**Приведённый текст**:
* * * * * * * * *
С почтой, как мы ее называли, связана жизнь всех членов нашей большой патриархальной семьи. Отец с дедом работали сторожами, а бабушка убирала кабинеты и топила печь. Для меня, десятилетнего мальчишки, это было излюбленное место игр и встреч с большим неведомым миром. В моем детстве не было интернета, но на почте в больших деревянных ячейках лежали красочные журналы — «Огонек» и «Вокруг света», они приоткрывали дверь в огромный и неведомый мир.

Зимним вьюжным вечером бабушка собирала ужин для отца, всегда клала бутерброд и для меня. Я одевался, брал холщовую сумку с едой и что есть мочи мчался по улице на встречу с тайной, а тайна хранилась в дощатом сарае в конце двора почты, куда едва-едва доставал свет единственного на весь двор фонаря. В сарае лежали стопки старых нераспроданных газет. Большой удачей было в потемках, на морозе откопать среди газет номер «Советского спорта». И двойная удача — найти в газете статью о хоккее с фотографией знаменитых хоккеистов — Макарова, Фетисова и Третьяка. Материал бережно вырезался и вклеивался в специальную тетрадь. Хоккей был нашей самой любимой игрой, а хоккеисты стали кумирами мальчишек 1970−1980 годов.
* * * * * * * * *
**Записи данных**:
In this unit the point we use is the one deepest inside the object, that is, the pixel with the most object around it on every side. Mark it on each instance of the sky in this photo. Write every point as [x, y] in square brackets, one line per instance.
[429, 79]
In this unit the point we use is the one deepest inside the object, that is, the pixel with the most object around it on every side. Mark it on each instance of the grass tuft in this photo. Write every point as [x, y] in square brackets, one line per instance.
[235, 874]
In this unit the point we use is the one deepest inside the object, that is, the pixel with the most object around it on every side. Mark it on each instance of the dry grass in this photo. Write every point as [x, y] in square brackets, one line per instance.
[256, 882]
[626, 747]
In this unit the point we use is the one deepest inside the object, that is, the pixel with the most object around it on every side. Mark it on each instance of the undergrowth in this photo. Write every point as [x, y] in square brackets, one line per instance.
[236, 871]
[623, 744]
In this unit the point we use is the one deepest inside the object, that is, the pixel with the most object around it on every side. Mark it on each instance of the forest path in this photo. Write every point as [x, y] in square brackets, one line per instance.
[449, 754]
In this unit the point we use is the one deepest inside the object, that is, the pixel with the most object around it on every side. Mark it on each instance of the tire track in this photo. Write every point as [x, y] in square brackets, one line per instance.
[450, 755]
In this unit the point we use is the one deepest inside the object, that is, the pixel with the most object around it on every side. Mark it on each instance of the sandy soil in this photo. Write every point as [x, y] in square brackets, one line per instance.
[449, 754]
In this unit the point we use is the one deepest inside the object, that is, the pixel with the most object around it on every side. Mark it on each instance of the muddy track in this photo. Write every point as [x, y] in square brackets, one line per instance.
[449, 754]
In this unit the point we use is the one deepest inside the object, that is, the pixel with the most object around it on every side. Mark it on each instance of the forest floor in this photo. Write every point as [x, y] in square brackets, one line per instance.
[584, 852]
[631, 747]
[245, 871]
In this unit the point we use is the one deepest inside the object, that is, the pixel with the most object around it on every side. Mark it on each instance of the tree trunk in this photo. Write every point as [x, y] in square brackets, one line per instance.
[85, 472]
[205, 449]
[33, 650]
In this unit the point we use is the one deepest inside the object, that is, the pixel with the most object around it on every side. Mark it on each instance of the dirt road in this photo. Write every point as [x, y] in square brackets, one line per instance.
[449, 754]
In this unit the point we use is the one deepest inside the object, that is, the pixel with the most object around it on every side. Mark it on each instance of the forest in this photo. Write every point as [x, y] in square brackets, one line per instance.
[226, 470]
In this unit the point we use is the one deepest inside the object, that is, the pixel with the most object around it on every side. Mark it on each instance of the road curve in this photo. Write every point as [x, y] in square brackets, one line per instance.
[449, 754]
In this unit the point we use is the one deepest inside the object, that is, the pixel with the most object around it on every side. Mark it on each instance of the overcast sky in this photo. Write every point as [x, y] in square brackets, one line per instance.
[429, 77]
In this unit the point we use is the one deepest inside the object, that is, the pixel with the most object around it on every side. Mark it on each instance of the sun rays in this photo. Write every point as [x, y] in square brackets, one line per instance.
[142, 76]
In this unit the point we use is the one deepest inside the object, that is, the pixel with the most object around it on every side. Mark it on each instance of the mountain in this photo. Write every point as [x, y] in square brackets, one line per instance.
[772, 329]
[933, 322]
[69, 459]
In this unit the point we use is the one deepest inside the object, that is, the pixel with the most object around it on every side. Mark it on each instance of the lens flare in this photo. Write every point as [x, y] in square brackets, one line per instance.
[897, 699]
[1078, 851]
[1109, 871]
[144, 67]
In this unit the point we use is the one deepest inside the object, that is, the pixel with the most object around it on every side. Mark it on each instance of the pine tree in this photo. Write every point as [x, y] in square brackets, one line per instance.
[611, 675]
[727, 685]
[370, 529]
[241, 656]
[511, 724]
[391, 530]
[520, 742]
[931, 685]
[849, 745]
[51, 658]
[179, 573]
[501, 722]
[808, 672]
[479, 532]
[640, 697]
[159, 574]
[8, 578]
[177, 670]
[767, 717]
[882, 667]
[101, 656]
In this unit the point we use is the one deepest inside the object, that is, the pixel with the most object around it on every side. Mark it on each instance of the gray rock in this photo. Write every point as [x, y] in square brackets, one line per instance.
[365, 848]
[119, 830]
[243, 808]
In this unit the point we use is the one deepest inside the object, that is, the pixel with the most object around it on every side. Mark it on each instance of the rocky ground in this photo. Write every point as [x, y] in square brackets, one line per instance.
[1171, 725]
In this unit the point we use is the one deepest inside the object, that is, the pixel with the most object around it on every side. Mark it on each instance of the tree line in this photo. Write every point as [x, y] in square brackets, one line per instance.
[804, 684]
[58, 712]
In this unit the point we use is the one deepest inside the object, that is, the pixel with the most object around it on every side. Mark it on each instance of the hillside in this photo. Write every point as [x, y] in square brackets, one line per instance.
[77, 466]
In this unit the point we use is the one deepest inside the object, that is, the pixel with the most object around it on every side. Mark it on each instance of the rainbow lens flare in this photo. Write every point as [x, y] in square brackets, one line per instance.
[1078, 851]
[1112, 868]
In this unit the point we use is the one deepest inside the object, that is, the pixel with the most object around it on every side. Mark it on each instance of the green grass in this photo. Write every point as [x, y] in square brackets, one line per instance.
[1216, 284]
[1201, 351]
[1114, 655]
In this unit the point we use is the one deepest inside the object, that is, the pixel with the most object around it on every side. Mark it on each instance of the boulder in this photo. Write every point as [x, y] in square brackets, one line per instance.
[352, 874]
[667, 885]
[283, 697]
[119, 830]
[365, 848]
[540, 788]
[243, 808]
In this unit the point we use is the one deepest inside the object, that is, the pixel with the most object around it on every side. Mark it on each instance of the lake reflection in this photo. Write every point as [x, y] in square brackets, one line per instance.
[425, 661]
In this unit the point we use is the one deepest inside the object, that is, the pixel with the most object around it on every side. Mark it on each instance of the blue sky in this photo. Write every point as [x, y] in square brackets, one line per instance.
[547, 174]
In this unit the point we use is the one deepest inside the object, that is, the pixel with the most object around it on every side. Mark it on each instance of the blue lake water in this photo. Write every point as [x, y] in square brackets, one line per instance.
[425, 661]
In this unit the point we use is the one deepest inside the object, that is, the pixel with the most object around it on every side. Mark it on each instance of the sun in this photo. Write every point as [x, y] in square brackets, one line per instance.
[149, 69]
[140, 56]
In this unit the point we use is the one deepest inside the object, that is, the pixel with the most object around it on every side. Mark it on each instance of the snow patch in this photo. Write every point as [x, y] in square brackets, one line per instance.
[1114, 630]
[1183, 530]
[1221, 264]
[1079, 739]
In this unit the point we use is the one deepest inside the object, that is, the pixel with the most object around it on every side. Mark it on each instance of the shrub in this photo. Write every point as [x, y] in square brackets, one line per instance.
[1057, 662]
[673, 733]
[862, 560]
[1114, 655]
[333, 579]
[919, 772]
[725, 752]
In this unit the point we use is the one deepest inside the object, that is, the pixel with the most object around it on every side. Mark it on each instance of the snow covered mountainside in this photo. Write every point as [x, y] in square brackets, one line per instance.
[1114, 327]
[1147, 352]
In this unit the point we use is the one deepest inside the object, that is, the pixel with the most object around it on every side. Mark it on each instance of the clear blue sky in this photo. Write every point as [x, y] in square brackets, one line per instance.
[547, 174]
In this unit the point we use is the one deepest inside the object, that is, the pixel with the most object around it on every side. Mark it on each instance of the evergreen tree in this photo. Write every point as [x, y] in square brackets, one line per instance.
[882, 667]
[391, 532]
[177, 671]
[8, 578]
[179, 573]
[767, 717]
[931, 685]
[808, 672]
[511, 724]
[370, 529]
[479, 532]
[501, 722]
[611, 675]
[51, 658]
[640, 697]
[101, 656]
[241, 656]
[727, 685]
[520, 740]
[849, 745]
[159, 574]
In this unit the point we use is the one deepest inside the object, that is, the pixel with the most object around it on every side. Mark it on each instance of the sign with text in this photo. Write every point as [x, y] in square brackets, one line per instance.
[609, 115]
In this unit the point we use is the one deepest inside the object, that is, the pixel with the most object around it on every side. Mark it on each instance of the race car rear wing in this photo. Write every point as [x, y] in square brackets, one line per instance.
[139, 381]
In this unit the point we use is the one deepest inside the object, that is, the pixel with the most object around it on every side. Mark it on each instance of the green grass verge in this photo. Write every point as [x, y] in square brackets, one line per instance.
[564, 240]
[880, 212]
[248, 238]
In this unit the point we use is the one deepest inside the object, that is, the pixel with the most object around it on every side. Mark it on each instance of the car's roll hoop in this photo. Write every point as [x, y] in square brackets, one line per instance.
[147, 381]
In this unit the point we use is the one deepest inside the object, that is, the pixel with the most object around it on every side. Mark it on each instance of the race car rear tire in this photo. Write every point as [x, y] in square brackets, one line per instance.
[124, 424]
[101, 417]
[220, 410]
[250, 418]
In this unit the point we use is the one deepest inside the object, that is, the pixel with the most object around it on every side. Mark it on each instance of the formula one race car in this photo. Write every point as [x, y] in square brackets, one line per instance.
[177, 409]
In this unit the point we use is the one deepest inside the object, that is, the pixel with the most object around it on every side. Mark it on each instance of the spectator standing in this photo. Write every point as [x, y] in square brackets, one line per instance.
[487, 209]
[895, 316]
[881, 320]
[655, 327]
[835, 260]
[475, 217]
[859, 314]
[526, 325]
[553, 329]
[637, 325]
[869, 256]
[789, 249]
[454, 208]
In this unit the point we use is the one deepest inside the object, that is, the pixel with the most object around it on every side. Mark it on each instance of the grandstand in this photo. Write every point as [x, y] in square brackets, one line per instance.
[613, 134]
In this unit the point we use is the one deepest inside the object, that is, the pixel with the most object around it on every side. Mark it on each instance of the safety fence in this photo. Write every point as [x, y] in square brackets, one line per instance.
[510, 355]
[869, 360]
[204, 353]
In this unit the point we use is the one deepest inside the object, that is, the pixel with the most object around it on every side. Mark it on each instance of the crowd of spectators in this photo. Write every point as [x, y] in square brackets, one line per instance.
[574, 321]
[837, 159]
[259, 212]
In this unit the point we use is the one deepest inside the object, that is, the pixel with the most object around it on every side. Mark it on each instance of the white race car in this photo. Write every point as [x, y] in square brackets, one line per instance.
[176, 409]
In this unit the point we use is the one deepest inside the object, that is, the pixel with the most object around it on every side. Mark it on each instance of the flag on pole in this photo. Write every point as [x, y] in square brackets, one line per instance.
* * * * * * * * *
**Ваши задания**:
1. Ответьте на вопросы по тексту о почте:
(a) Кем работали отец и дед?
(b) Какие журналы лежали на почте в больших деревянных ячейках?
(c) Каких знаменитых хоккеистов называет текст?
2. Определите все строки записей, в которых встречается слово «tire», и перепишите каждую из них полностью.
Текст и записи взяты из разных, не связанных между собой источников.

**Ответы к заданиям**:
1.
(a) Сторожами.
(b) «Огонек» и «Вокруг света».
(c) Макарова, Фетисова и Третьяка.

2.
In this unit the point we use is the one deepest inside the object, that is, the pixel with the most object around it on every side. Mark it on each instance of the tire track in this photo. Write every point as [x, y] in square brackets, one line per instance.
In this unit the point we use is the one deepest inside the object, that is, the pixel with the most object around it on every side. Mark it on each instance of the race car rear tire in this photo. Write every point as [x, y] in square brackets, one line per instance.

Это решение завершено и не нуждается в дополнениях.